-- BEGIN --

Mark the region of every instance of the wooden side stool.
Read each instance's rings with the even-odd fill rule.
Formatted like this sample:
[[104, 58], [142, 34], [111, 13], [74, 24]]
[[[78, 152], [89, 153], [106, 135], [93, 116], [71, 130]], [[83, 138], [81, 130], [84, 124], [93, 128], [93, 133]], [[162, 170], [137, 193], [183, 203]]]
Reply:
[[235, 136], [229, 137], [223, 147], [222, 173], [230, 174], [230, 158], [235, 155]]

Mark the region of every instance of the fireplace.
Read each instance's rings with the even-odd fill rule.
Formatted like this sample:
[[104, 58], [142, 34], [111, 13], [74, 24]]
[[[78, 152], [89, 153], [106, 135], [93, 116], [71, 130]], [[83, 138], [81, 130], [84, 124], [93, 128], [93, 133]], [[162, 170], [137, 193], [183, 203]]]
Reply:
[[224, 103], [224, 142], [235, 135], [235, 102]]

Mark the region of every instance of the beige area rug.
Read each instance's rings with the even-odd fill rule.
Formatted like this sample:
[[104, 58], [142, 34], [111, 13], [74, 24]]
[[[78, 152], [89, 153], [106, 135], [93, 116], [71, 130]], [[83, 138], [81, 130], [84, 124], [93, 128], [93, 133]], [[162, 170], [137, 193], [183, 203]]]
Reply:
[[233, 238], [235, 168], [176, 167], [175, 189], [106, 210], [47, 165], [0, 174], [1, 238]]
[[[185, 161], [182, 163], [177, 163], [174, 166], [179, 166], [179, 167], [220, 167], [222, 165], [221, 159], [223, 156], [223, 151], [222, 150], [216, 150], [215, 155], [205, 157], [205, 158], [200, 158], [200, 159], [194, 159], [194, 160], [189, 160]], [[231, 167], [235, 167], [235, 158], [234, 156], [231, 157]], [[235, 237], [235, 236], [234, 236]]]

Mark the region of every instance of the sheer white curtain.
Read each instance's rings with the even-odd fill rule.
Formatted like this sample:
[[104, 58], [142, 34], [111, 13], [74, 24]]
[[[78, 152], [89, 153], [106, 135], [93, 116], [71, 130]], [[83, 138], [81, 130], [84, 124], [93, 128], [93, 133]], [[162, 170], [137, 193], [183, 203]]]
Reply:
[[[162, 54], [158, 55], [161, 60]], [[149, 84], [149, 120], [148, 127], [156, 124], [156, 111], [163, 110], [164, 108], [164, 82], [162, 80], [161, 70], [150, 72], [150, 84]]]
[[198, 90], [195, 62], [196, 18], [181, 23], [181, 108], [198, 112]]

-- END --

Rewrite the records starting at the line with "Mark the region of every instance of the beige" and ending at the line with "174], [1, 238]]", both lines included. Keep the requests and their format samples unchanged, and offset every coordinate in the answers by -73.

__Final result__
Mark the region of every instance of the beige area rug.
Read each instance's rings with the even-odd fill rule.
Formatted like this sample:
[[104, 58], [142, 34], [111, 13], [74, 24]]
[[[78, 152], [89, 153], [106, 135], [93, 116], [71, 130]], [[83, 138], [81, 130], [84, 124], [93, 128], [93, 133]], [[162, 170], [137, 193], [183, 203]]]
Reply:
[[160, 165], [162, 95], [103, 94], [102, 116], [33, 137], [-26, 92], [-73, 101], [-72, 165]]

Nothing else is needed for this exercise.